-- Start of STORED RECORDS --
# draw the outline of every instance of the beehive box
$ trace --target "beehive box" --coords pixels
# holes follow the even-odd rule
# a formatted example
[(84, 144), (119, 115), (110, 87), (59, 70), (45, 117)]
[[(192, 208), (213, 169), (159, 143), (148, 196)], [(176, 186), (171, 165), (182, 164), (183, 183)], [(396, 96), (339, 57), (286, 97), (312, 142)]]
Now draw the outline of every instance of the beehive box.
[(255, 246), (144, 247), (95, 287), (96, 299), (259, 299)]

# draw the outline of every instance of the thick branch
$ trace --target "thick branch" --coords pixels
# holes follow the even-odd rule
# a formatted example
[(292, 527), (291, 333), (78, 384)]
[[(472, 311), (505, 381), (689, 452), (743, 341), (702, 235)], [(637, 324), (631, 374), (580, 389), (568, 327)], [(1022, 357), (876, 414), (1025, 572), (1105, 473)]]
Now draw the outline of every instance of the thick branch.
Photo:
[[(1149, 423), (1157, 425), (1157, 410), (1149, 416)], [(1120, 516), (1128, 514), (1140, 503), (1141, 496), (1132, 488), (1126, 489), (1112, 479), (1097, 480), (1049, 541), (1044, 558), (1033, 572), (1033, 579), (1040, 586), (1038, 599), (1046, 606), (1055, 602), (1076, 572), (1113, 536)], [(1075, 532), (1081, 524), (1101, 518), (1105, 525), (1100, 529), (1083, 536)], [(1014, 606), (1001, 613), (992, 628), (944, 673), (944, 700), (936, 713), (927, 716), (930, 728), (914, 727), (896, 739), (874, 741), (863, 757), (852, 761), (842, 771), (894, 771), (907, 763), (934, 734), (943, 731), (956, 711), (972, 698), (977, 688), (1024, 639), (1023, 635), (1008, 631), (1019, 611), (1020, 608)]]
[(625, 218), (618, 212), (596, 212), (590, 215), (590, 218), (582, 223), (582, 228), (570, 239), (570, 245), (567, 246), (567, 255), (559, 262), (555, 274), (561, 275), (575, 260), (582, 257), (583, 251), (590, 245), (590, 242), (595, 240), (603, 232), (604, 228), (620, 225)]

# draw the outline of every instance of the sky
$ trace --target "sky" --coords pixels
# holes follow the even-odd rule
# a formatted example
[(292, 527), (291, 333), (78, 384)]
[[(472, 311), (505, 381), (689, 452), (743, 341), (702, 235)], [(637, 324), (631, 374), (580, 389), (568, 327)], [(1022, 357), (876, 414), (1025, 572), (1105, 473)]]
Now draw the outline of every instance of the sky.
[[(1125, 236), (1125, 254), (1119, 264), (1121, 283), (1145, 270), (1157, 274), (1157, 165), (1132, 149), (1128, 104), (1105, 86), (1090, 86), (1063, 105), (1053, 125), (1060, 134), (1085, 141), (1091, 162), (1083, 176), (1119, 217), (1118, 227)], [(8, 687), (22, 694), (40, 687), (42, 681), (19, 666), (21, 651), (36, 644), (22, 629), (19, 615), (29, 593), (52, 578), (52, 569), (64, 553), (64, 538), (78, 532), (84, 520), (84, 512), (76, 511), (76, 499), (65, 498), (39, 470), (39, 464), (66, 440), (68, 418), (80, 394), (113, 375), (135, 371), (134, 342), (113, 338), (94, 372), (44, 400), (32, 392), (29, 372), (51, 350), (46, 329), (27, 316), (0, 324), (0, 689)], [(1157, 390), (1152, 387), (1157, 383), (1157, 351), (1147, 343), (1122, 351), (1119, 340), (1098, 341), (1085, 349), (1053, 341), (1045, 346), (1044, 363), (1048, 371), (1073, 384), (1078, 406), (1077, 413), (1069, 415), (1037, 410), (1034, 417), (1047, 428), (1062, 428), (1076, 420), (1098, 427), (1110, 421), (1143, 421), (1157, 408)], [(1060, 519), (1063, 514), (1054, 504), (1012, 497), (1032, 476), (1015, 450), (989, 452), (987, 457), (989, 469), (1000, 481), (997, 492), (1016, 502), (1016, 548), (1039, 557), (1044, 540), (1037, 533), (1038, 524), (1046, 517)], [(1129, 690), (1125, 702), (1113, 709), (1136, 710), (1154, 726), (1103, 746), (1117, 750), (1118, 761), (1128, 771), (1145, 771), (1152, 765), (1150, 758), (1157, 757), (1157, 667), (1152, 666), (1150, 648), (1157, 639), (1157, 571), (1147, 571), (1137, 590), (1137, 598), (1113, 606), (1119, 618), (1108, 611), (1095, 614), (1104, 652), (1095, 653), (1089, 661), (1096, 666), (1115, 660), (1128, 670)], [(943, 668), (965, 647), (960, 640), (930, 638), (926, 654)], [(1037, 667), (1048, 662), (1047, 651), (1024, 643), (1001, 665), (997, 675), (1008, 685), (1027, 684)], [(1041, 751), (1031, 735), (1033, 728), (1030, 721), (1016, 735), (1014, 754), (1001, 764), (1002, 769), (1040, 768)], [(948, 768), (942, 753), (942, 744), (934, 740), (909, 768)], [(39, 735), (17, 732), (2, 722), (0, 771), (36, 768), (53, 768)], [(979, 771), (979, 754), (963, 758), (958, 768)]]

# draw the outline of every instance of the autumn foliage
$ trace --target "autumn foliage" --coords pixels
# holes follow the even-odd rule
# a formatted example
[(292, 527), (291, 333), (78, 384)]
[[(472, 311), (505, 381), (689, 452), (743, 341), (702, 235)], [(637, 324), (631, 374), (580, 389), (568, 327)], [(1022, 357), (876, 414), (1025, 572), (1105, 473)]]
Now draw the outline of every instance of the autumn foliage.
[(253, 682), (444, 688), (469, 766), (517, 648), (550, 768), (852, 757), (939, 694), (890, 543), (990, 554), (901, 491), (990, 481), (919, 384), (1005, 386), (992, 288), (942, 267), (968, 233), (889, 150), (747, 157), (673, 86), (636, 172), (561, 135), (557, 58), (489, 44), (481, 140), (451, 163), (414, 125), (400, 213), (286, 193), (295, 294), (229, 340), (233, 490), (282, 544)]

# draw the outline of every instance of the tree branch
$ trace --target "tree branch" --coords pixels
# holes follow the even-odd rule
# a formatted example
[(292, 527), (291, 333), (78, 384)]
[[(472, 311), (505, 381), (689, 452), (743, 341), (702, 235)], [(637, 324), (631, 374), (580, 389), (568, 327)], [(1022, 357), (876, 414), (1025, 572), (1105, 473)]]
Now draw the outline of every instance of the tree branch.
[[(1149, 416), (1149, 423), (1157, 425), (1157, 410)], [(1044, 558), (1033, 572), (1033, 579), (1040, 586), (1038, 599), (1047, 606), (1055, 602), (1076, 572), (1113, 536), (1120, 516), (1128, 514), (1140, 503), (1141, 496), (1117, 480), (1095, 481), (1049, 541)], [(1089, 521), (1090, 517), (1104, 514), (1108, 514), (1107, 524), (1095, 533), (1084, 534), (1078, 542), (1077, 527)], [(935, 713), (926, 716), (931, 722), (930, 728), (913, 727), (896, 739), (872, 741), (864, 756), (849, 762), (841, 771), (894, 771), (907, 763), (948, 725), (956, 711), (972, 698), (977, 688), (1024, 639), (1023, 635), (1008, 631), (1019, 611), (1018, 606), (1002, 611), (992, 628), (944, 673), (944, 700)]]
-- End of STORED RECORDS --
▶ **WRITTEN INSTRUCTION**
Update the rows above by changing every "a formatted example" to "a sample layout" and leaving everything else as it is.

▶ **WRITTEN RESPONSE**
# draw the outline of every instance of the beehive box
$ trace --target "beehive box" --coords pixels
# holes follow the even-odd rule
# a sample layout
[(84, 144), (119, 115), (110, 87), (59, 70), (45, 117)]
[[(192, 208), (213, 169), (159, 143), (148, 196)], [(176, 186), (171, 165), (182, 164), (183, 183)], [(396, 96), (339, 57), (286, 97), (312, 142)]]
Now draw the outline of every instance of the beehive box.
[(255, 246), (144, 247), (95, 287), (96, 299), (259, 299)]

# draw the outline of every instance of the thick branch
$ trace --target "thick branch" --coords pixels
# holes follow the even-odd rule
# a sample layout
[(292, 527), (291, 333), (78, 384)]
[[(472, 311), (505, 381), (689, 452), (743, 341), (702, 235)], [(637, 324), (631, 374), (580, 389), (568, 327)], [(1022, 357), (876, 414), (1025, 572), (1105, 473)]]
Now draw the outline of every instance of the thick branch.
Photo:
[[(1149, 423), (1157, 425), (1157, 410), (1149, 416)], [(1120, 516), (1128, 514), (1140, 503), (1141, 496), (1132, 488), (1126, 489), (1112, 479), (1097, 480), (1049, 541), (1044, 558), (1033, 572), (1033, 579), (1040, 586), (1038, 599), (1046, 606), (1055, 602), (1076, 572), (1113, 536)], [(1075, 532), (1081, 524), (1101, 518), (1105, 525), (1100, 529), (1083, 536)], [(1014, 606), (1001, 613), (992, 628), (944, 673), (944, 700), (936, 713), (927, 716), (930, 728), (914, 727), (896, 739), (874, 741), (863, 757), (852, 761), (842, 771), (894, 771), (907, 763), (934, 734), (943, 731), (956, 711), (972, 698), (977, 688), (1024, 639), (1023, 635), (1008, 631), (1019, 611), (1020, 608)]]
[(625, 218), (618, 212), (596, 212), (590, 215), (590, 218), (582, 223), (582, 228), (570, 239), (570, 245), (567, 246), (567, 255), (559, 262), (555, 274), (561, 275), (575, 260), (582, 257), (583, 251), (590, 245), (590, 242), (595, 240), (603, 232), (604, 228), (620, 225)]

# draw the outline of every instance of the sky
$ trace --target "sky" --coords pixels
# holes follow the even-odd rule
# a sample layout
[(292, 527), (291, 333), (78, 384)]
[[(472, 311), (505, 381), (689, 452), (743, 341), (702, 235)], [(637, 324), (631, 374), (580, 389), (568, 327)], [(1022, 357), (876, 414), (1025, 572), (1105, 473)]]
Now draw the outline of every instance of the sky.
[[(1125, 236), (1125, 254), (1119, 264), (1121, 283), (1145, 270), (1157, 274), (1157, 165), (1132, 149), (1128, 104), (1105, 86), (1090, 86), (1063, 105), (1053, 125), (1060, 134), (1085, 141), (1091, 162), (1083, 176), (1119, 217), (1118, 227)], [(8, 687), (22, 694), (40, 687), (42, 681), (19, 666), (21, 651), (36, 644), (22, 629), (19, 615), (29, 593), (52, 578), (52, 569), (64, 553), (64, 538), (78, 532), (84, 520), (84, 512), (76, 511), (76, 499), (65, 498), (39, 470), (39, 464), (66, 440), (68, 418), (80, 394), (113, 375), (135, 371), (134, 342), (113, 338), (94, 372), (44, 400), (32, 392), (29, 372), (51, 350), (46, 329), (27, 316), (0, 324), (0, 689)], [(1157, 390), (1152, 387), (1157, 383), (1157, 351), (1147, 343), (1122, 351), (1119, 340), (1098, 341), (1085, 349), (1053, 341), (1045, 346), (1044, 363), (1048, 371), (1073, 384), (1078, 406), (1077, 413), (1069, 415), (1037, 410), (1034, 417), (1047, 428), (1062, 428), (1076, 420), (1098, 427), (1110, 421), (1143, 421), (1157, 408)], [(1060, 519), (1063, 514), (1054, 504), (1012, 497), (1032, 476), (1015, 450), (989, 452), (987, 457), (989, 469), (1000, 481), (997, 492), (1016, 502), (1016, 548), (1039, 557), (1044, 540), (1037, 533), (1038, 524), (1046, 517)], [(1129, 690), (1125, 702), (1113, 709), (1136, 710), (1154, 726), (1103, 746), (1117, 750), (1118, 761), (1128, 771), (1145, 771), (1152, 765), (1150, 758), (1157, 757), (1157, 667), (1152, 666), (1150, 648), (1157, 639), (1157, 571), (1147, 571), (1137, 590), (1137, 598), (1113, 606), (1119, 618), (1108, 611), (1095, 614), (1104, 652), (1095, 653), (1089, 661), (1096, 666), (1115, 660), (1128, 670)], [(943, 668), (965, 647), (960, 640), (930, 638), (926, 654)], [(1037, 667), (1048, 662), (1047, 651), (1024, 643), (1001, 665), (997, 675), (1008, 685), (1027, 684)], [(1041, 751), (1031, 735), (1033, 728), (1030, 721), (1016, 735), (1014, 754), (1001, 764), (1002, 769), (1040, 768)], [(948, 768), (942, 753), (942, 744), (934, 740), (909, 768)], [(39, 735), (17, 732), (2, 722), (0, 771), (36, 768), (53, 768)], [(979, 771), (979, 754), (963, 758), (958, 768)]]

# draw the outline of every instance of the autumn foliage
$ trace --target "autumn foliage" --coords pixels
# holes follow the even-odd rule
# a sample layout
[(292, 527), (291, 333), (78, 384)]
[[(472, 311), (505, 381), (689, 452), (743, 341), (702, 235)], [(637, 324), (631, 374), (580, 389), (568, 327)], [(1022, 357), (876, 414), (1025, 572), (1105, 473)]]
Now draw the outline of every instance of the autumn foliage.
[(253, 682), (444, 688), (469, 766), (517, 648), (550, 768), (852, 757), (939, 694), (890, 543), (990, 554), (901, 491), (990, 481), (919, 384), (1005, 386), (992, 288), (942, 267), (968, 233), (889, 150), (747, 157), (673, 86), (636, 172), (561, 135), (557, 58), (489, 44), (481, 140), (451, 163), (414, 125), (400, 213), (286, 193), (295, 294), (229, 340), (233, 490), (282, 544)]

# draw the outline of every instance of the tree branch
$ trace --target "tree branch" --coords pixels
# holes follow the even-odd rule
# a sample layout
[(292, 527), (291, 333), (78, 384)]
[[(472, 311), (505, 381), (689, 452), (743, 341), (702, 235)], [(637, 324), (631, 374), (580, 389), (568, 327)], [(1022, 357), (876, 414), (1025, 572), (1105, 473)]]
Now draw the outline of every instance of the tree branch.
[[(1149, 416), (1149, 423), (1157, 425), (1157, 410)], [(1044, 558), (1033, 572), (1033, 579), (1040, 586), (1038, 599), (1047, 606), (1055, 602), (1076, 572), (1113, 536), (1120, 516), (1128, 514), (1140, 503), (1141, 496), (1117, 480), (1095, 481), (1049, 541)], [(1089, 521), (1090, 517), (1104, 514), (1108, 514), (1107, 524), (1095, 533), (1084, 534), (1078, 542), (1077, 527)], [(935, 713), (926, 716), (931, 722), (930, 728), (913, 727), (896, 739), (872, 741), (864, 756), (849, 762), (841, 771), (894, 771), (907, 763), (948, 725), (956, 711), (972, 698), (977, 688), (1024, 639), (1023, 635), (1008, 631), (1019, 611), (1018, 606), (1002, 611), (992, 628), (944, 673), (944, 700)]]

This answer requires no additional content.